--- start Exercise inputs ---

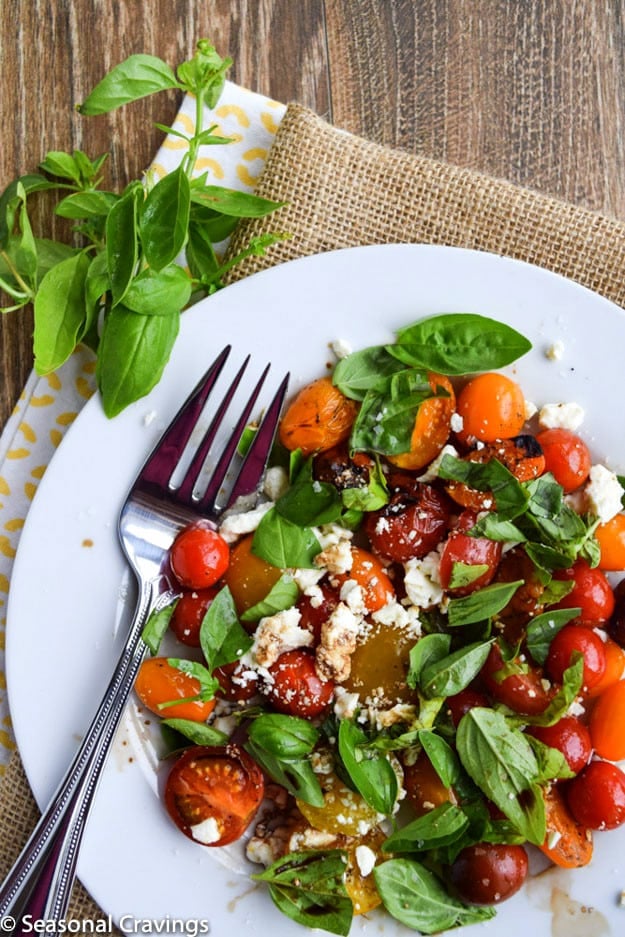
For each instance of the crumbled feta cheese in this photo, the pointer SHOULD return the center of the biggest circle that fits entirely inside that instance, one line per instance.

--- end Exercise inputs ---
--- start Exercise inputs ---

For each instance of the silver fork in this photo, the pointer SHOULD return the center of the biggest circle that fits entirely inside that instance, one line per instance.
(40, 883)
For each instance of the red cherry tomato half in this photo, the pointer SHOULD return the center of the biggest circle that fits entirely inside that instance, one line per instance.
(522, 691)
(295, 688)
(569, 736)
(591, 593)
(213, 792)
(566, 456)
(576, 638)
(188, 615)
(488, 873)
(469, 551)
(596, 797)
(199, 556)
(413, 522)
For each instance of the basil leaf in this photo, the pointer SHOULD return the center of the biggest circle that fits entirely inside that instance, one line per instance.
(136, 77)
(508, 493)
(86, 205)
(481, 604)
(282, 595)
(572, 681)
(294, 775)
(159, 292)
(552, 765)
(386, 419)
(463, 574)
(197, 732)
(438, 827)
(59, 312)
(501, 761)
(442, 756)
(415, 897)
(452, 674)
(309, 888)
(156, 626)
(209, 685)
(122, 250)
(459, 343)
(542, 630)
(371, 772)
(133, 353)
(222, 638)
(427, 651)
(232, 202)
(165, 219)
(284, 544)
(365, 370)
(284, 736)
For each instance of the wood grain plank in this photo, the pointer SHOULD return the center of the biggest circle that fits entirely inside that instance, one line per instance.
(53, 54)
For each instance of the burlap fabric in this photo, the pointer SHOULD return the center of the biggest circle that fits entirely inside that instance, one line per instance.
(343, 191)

--- end Exercise inputs ---

#### Exercise objective:
Which lines of the items above contain the string "half", with case matching exactly? Copy each of those lines in full.

#### Task solution:
For each instance of the red cherry tomato half in this photo, the pointer SHOULD return the center of the biggest circle that fits entirely inside that instance, one line per instance.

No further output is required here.